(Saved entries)
=== Section Start ===

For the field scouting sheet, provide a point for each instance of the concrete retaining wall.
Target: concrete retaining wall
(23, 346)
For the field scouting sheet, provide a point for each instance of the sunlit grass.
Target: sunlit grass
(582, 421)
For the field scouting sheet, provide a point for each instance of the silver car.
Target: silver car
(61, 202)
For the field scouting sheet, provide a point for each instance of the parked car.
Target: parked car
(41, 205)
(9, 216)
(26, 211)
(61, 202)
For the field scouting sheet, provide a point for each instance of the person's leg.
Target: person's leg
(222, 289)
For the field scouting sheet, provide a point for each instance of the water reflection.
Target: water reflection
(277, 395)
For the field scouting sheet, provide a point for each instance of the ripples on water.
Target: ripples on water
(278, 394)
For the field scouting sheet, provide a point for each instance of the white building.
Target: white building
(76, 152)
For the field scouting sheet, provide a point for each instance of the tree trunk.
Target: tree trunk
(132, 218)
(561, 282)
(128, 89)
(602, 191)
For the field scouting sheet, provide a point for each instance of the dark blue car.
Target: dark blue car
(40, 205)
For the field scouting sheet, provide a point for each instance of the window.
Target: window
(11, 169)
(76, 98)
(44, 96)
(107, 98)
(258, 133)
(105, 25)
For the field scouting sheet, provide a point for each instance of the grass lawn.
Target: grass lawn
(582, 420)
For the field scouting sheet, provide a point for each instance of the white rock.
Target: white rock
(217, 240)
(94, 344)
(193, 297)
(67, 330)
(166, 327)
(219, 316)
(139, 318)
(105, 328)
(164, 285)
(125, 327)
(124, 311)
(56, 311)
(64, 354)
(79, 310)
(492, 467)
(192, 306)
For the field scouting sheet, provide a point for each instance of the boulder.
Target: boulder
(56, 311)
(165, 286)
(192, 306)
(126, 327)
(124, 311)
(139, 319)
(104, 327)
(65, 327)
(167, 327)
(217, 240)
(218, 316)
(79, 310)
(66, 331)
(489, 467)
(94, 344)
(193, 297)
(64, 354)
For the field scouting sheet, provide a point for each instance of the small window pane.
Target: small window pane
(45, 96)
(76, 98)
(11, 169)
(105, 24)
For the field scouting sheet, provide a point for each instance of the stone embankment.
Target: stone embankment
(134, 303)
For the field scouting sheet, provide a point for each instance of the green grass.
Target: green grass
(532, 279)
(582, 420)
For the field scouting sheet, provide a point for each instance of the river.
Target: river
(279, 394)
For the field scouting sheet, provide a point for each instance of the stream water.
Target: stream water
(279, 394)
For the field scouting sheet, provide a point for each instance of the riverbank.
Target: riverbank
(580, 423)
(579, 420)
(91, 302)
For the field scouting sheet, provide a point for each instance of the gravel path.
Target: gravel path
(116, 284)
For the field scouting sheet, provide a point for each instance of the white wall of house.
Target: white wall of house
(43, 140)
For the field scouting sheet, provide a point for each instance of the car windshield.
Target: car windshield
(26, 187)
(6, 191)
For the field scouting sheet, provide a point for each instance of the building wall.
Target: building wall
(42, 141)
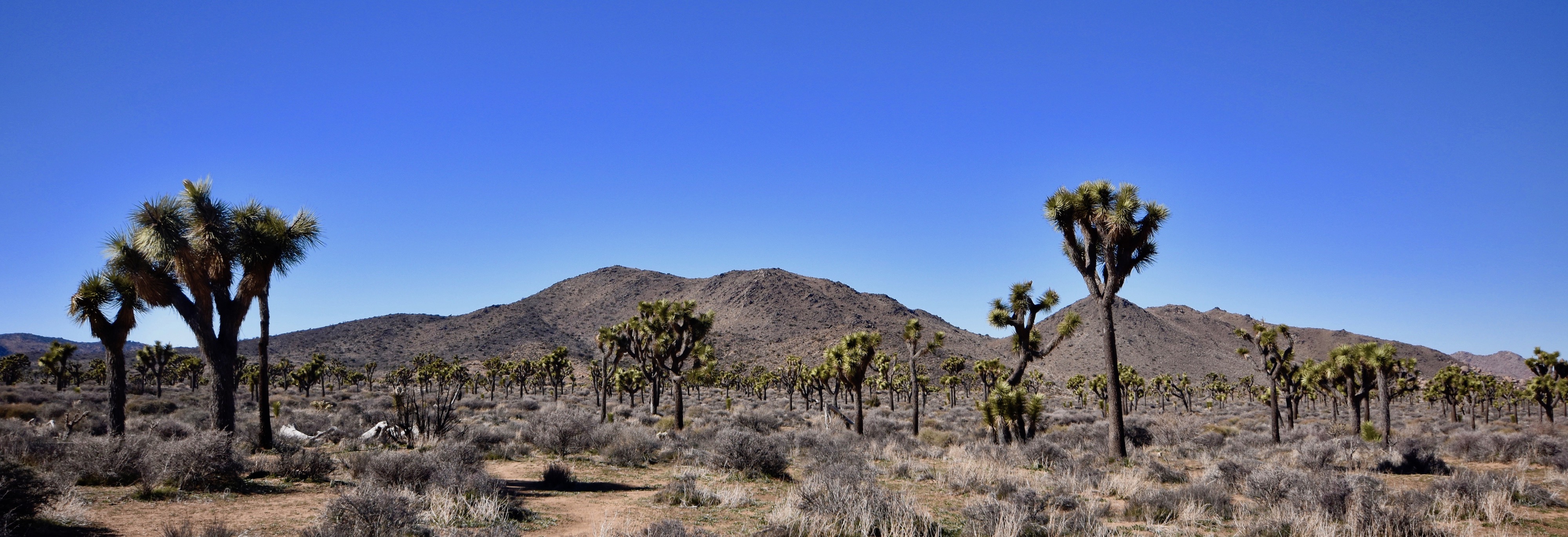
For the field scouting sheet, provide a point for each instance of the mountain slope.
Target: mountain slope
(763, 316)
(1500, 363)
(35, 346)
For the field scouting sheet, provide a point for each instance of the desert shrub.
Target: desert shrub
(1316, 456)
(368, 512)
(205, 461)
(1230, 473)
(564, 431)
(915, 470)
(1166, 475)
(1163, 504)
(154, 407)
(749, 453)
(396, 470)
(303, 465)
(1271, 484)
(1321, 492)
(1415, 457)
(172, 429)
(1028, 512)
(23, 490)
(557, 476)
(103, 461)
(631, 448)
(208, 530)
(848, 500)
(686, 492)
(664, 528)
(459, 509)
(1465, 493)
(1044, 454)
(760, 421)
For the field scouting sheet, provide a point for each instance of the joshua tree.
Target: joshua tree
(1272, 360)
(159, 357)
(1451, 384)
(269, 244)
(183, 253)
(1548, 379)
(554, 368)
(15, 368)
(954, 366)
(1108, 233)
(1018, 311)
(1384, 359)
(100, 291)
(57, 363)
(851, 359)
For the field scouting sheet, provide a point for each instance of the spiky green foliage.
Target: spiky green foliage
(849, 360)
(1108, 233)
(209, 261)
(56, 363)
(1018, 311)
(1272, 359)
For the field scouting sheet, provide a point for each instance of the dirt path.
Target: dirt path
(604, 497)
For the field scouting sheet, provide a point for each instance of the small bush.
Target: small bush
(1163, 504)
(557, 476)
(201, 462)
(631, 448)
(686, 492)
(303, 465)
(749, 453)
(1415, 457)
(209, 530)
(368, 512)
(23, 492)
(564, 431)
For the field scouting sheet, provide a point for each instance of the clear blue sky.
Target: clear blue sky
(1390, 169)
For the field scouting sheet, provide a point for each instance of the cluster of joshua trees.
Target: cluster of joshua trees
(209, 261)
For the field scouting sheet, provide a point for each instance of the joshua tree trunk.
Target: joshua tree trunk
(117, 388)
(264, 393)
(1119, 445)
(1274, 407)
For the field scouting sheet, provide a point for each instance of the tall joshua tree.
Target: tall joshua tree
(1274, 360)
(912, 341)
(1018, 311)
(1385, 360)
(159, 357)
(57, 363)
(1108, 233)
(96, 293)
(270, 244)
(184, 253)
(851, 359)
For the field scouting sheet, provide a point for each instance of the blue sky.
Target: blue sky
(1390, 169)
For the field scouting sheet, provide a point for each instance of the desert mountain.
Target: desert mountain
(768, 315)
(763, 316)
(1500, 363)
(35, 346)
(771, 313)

=== Section End ===

* Task details: Your copy should match every entry above exactly and contain no pictures.

* Finished task:
For the field scouting sheet, provide a point for each instance of the concrete retaining wall.
Target: concrete retaining wall
(23, 346)
For the field scouting sheet, provide a point for each instance of the sunlit grass.
Target: sunlit grass
(582, 421)
For the field scouting sheet, provide a point for each instance of the silver car.
Target: silver car
(61, 202)
For the field scouting sheet, provide a point for each instance of the parked car.
Target: parked car
(41, 205)
(9, 216)
(26, 211)
(61, 202)
For the field scouting sheet, provide a point for each instance of the person's leg.
Target: person's leg
(222, 289)
For the field scouting sheet, provide a point for each instance of the water reflection.
Target: water reflection
(277, 395)
For the field scouting sheet, provide a point for each instance of the ripples on water.
Target: ripples on water
(278, 394)
For the field scouting sheet, provide a point for each instance of the white building.
Target: white building
(76, 152)
For the field scouting sheet, provide a point for each instance of the tree trunk.
Target: tree trunk
(132, 218)
(561, 282)
(128, 89)
(602, 191)
For the field scouting sheet, provide a point for each instance of the dark blue car.
Target: dark blue car
(40, 205)
For the field scouting sheet, provide a point for each instance of the window.
Target: window
(11, 169)
(76, 98)
(44, 96)
(107, 98)
(258, 133)
(105, 25)
For the field scouting sheet, provide a point for each instance of the grass lawn.
Target: grass lawn
(582, 420)
For the field scouting sheet, provide a point for each instance of the white rock.
Target: white rock
(217, 240)
(94, 344)
(193, 297)
(67, 330)
(166, 327)
(219, 316)
(139, 318)
(105, 328)
(164, 285)
(125, 327)
(124, 311)
(56, 311)
(64, 354)
(79, 310)
(492, 467)
(192, 306)
For the field scouting sheet, provide a point for each instance of the boulder.
Target: boulder
(56, 311)
(165, 286)
(192, 306)
(126, 327)
(124, 311)
(139, 319)
(104, 327)
(65, 327)
(167, 327)
(217, 240)
(218, 316)
(79, 310)
(66, 331)
(489, 467)
(94, 344)
(193, 297)
(64, 354)
For the field scouting sheet, provide a point for each instance of the small window pane.
Target: small window pane
(45, 96)
(76, 98)
(11, 169)
(105, 24)
For the field scouting sheet, provide a point for each instance of the stone embankment.
Target: stone embankment
(134, 303)
For the field scouting sheet, provide a point for each instance of the green grass.
Target: green grass
(532, 279)
(582, 420)
For the field scouting sheet, provide a point for each instance of the river.
Target: river
(279, 394)
For the field scouting sheet, provide a point for each instance of the stream water.
Target: stream water
(279, 394)
For the field scouting sheet, provide a point for each instance of the riverbank.
Target: riverbank
(580, 423)
(579, 420)
(91, 302)
For the field scouting sheet, provide a point for each instance of the gravel path.
Target: gravel path
(116, 284)
For the field scouting sheet, provide a point for each instance of the white wall of house.
Target: white wall of house
(43, 140)
For the field scouting sheet, provide a point for each instance of the car windshield.
Target: car windshield
(26, 187)
(6, 191)
For the field scouting sheet, provide a point for each instance of the building wall.
Target: building wall
(42, 141)
For the field scouting sheet, provide a point for each instance of the mountain slope.
Target: mountain slope
(763, 316)
(1500, 363)
(35, 346)
For the field scouting sheet, provide a point for each instance of the desert shrub.
Target: desert shrub
(1316, 456)
(368, 512)
(205, 461)
(1230, 473)
(564, 431)
(915, 470)
(1166, 475)
(1163, 504)
(154, 407)
(749, 453)
(396, 470)
(303, 465)
(1271, 484)
(1321, 492)
(1415, 457)
(172, 429)
(1028, 512)
(23, 490)
(557, 476)
(103, 461)
(631, 448)
(208, 530)
(848, 500)
(686, 492)
(664, 528)
(459, 509)
(1465, 493)
(1044, 454)
(760, 421)
For the field scouting sheet, provide a point for each instance of the joshua tree.
Target: joshua tree
(1272, 360)
(159, 357)
(1451, 384)
(269, 244)
(183, 253)
(1548, 379)
(554, 368)
(15, 368)
(954, 366)
(1108, 233)
(1018, 311)
(1384, 359)
(100, 291)
(57, 363)
(851, 359)
For the field scouting sheet, provide a point for each instance of the spiky green foliage.
Target: spiky green foliage
(849, 360)
(1108, 233)
(209, 261)
(56, 363)
(1018, 311)
(1272, 359)
For the field scouting sheet, provide a point for each instance of the dirt path.
Target: dirt path
(604, 497)
For the field scouting sheet, provide a point for each instance of the small bush.
Target: small bush
(1163, 504)
(557, 476)
(201, 462)
(631, 448)
(686, 492)
(303, 465)
(749, 453)
(1415, 457)
(209, 530)
(368, 512)
(23, 492)
(564, 431)
For the field scouting sheet, provide a point for each instance of the clear blue sky.
Target: clear blue sky
(1390, 169)
For the field scouting sheet, provide a point for each instance of the cluster of joshua trees.
Target: cluster of joshua trees
(209, 261)
For the field scouting sheet, provide a point for each instance of the joshua tree trunk.
Target: joshua tree trunk
(117, 388)
(264, 393)
(1119, 445)
(1274, 407)
For the field scouting sheet, provide a point for each instance of the tall joshua tree.
Target: tall joshua tree
(1274, 360)
(912, 341)
(1018, 311)
(1385, 360)
(159, 357)
(57, 363)
(1108, 233)
(96, 293)
(270, 244)
(184, 253)
(851, 359)
For the field scouting sheet, provide a point for each instance of the blue sky.
Target: blue sky
(1390, 169)
For the field scouting sheet, provide a point for each instance of the desert mountain.
Target: desert mountain
(768, 315)
(763, 316)
(1500, 363)
(35, 346)
(771, 313)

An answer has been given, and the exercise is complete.